- _Bloc de texte_:
• • • • •

Les articles 50 à 52 de l'arrêté royal d'exécution du 27 avril 2007 fixent les conditions dans lesquelles l'acquéreur de la participation sera tenu de lancer une OPA sur la société cible, tandis que les articles 53 à 55 déterminent le prix de l'offre.

L'article 4.5. de la directive autorise quant à lui les Etats membres à prévoir des dérogations aux dispositions de transposition. Les autorités de contrôle du secteur financier ont également un pouvoir d'accorder des dérogations à ces règles. Les dérogations doivent néanmoins toujours respecter les principes généraux édictés par l'article 3.1., et notamment le principe selon lequel “tous les détenteurs de titres de la société visée qui appartiennent à la même catégorie doivent bénéficier d'un traitement équivalent” et “les porteurs de titres avec droit de vote ou donnant accès au droit de vote” doivent être protégés si une personne acquiert le contrôle de la société [56].

En application de cette disposition, des possibilités de déroger à l'offre obligatoire sont prévues en droit belge, comme par le passé, tant de manière générale (art. 52 de l'arrêté royal d'exécution du 27 avril 2007) que dans des cas particuliers, compte tenu du pouvoir de dérogation de la Commission bancaire, financière et des assurances issu de l'article 35 de la loi OPA. Dans quelle mesure ces dispositions auraient-elles pu cohabiter avec l'existence d'un principe général d'égalité entre actionnaires consacré par l'ordre juridique communautaire?

1° Dérogations à l'obligation de lancer une offre prévues par l'article 52 de l'arrêté royal du 27 avril 2007

L'article 52 de l'arrêté royal du 27 avril 2007 prévoit douze dérogations à l'obligation de lancer une offre.

Le Conseil d'Etat s'est interrogé quant à la conformité de ces dérogations avec la directive qui ne prévoit, quant à elle, qu'une seule exception à l'obligation de lancer une offre, à savoir ”lorsque le contrôle a été acquis à la suite d'une offre volontaire faite conformément à la présente directive à tous les détenteurs de titres pour la totalité de leurs participations” [57]. Comme le relèvent X. Dieux et D. Willermain, cette considération n'implique toutefois pas nécessairement que d'autres dérogations soient incompatibles avec la directive, compte tenu de l'article 4.5., autorisant les Etats membres à déroger aux règles qu'ils adoptent dans le cadre de la transposition, sous réserve du respect des principes généraux énoncés à l'article 3.1. de la directive. Or l'OPA obligatoire ne figure pas en tant que telle dans les principes généraux énumérés par l'article 3.1. de la directive [58].

• • • • •

- _Entrées fournies_:
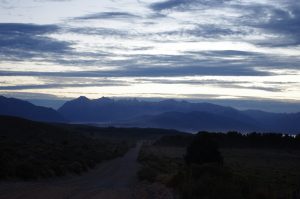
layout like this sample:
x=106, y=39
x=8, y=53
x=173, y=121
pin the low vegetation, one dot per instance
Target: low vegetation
x=218, y=165
x=32, y=150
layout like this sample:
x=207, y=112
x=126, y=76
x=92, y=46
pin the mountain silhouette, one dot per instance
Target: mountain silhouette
x=181, y=115
x=24, y=109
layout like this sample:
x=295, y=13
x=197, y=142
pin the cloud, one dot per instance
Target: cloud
x=107, y=15
x=21, y=41
x=184, y=4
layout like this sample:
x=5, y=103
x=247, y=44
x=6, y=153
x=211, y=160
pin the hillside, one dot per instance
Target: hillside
x=24, y=109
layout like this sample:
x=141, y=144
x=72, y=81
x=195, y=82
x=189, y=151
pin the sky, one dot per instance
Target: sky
x=245, y=53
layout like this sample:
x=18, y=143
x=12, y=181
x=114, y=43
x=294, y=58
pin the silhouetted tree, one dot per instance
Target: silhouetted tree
x=203, y=150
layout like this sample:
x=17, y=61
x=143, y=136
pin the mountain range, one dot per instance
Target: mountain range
x=24, y=109
x=180, y=115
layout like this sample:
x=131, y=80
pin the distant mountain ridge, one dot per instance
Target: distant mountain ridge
x=169, y=114
x=24, y=109
x=181, y=115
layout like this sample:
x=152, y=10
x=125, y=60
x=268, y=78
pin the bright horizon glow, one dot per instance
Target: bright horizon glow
x=247, y=50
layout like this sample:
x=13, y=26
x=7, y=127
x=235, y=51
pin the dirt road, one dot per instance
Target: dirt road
x=113, y=179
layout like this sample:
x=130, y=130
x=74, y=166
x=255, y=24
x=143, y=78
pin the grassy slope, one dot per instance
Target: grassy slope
x=262, y=172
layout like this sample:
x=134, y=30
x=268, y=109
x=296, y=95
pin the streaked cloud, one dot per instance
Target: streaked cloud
x=149, y=48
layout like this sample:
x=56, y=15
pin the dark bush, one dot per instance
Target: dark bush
x=203, y=150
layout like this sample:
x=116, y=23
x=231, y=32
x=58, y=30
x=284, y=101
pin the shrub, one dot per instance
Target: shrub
x=203, y=150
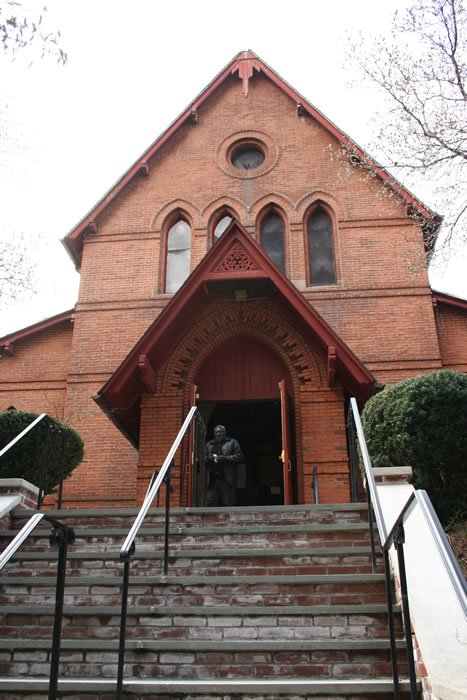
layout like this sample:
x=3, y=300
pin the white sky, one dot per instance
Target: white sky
x=68, y=133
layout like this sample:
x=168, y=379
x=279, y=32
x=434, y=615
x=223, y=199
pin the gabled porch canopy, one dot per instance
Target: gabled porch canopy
x=234, y=262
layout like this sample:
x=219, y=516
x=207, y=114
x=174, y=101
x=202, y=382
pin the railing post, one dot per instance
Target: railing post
x=62, y=469
x=353, y=456
x=315, y=484
x=371, y=530
x=63, y=536
x=399, y=540
x=44, y=463
x=123, y=616
x=167, y=518
x=202, y=466
x=392, y=634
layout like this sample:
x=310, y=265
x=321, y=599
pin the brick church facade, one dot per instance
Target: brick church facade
x=247, y=262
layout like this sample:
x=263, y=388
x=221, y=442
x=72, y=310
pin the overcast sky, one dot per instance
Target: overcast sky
x=67, y=133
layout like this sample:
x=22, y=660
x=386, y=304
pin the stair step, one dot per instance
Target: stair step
x=261, y=603
x=259, y=688
x=193, y=610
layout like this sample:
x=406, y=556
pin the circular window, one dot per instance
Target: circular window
x=247, y=157
x=247, y=154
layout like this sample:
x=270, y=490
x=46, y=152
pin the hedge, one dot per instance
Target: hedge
x=422, y=422
x=24, y=459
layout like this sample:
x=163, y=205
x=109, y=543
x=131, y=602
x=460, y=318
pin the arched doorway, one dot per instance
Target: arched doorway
x=238, y=386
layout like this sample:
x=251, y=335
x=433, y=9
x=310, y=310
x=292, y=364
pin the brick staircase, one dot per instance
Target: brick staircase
x=258, y=603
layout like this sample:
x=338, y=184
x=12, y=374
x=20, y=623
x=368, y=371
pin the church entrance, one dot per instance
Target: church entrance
x=257, y=427
x=243, y=385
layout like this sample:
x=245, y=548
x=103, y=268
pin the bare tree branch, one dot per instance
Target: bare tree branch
x=422, y=72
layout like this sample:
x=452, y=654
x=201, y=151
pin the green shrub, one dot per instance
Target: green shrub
x=422, y=422
x=24, y=459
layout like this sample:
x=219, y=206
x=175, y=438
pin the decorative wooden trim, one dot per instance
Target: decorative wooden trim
x=332, y=363
x=147, y=373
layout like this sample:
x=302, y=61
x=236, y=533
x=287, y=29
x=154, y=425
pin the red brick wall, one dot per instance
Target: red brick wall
x=452, y=333
x=34, y=378
x=380, y=306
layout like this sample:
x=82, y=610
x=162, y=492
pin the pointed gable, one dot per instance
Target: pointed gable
x=235, y=258
x=245, y=65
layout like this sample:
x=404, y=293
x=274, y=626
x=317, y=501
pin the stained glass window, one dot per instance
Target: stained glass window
x=178, y=255
x=320, y=248
x=272, y=239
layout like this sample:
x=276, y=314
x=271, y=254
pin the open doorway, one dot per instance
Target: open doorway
x=257, y=427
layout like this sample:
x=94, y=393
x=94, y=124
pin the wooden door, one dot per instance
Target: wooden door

• • • • •

- _Exercice 1_:
Selon le texte sur l'offre publique d'acquisition obligatoire, combien de dérogations à l'obligation de lancer une offre l'article 52 de l'arrêté royal du 27 avril 2007 prévoit-il ?
- _Exercice 2_:
Poursuivez le texte sur les dérogations à l'offre publique d'acquisition obligatoire en reprenant après sa dernière phrase.
Les entrées n'ont aucun lien avec le texte.

- _Réponse attendue 1_:
L'article 52 prévoit douze dérogations à l'obligation de lancer une offre.

- _Réponse attendue 2_:
Si la Cour de justice avait affirmé, comme le lui demandait Audiolux, que l'OPA obligatoire constituait l'expression d'un principe général de droit communautaire d'égalité entre actionnaires, il eût été plus délicat de considérer que “les Etats membres demeurent libres de considérer que des mécanismes, autres que celui de l'OPA obligatoire, assurent une protection adéquate des actionnaires minoritaires, conformément aux objectifs de la directive, en cas de modification de contrôle. Tel est le cas, en particulier, lorsque la modification du contrôle résulte d'une augmentation de capital quel que soit l'organe qui en décide ou d'une fusion” [59]. Ainsi, s'il est admis qu'un actionnaire minoritaire ne pourrait se prévaloir, devant la CBFA ou la cour d'appel de Bruxelles, de l'éventuelle incompatibilité des exceptions prévues par l'article 52 de l'arrêté royal avec la directive compte tenu de l'absence d'effet direct de celle-ci [60], la reconnaissance d'un principe général d'égalité entre actionnaires par la Cour de justice des Communautés européennes aurait peut-être alimenté un contentieux portant sur la compatibilité de certaines de ces dérogations avec la directive 2004/25/CE.

Encore faut-il nuancer cette affirmation dans la mesure où, d'une part, la majorité des dérogations prévues par l'article 52 de l'arrêté royal interprètent la règle de l'OPA obligatoire plutôt qu'elles n'y dérogent. On pense notamment aux situations n'entraînant pas en tant que telles de modification du contrôle de la société, telles que les transactions entre sociétés liées [61], ou les cas dans lesquels il est démontré qu'un tiers détient le contrôle ou une participation supérieure [62]. Les véritables dérogations n'interviennent essentiellement que dans des hypothèses, telles que la fusion ou l'augmentation de capital, dans lesquelles le législateur a estimé que la protection des actionnaires minoritaires était adéquatemment assurée par d'autres mécanismes du droit des sociétés.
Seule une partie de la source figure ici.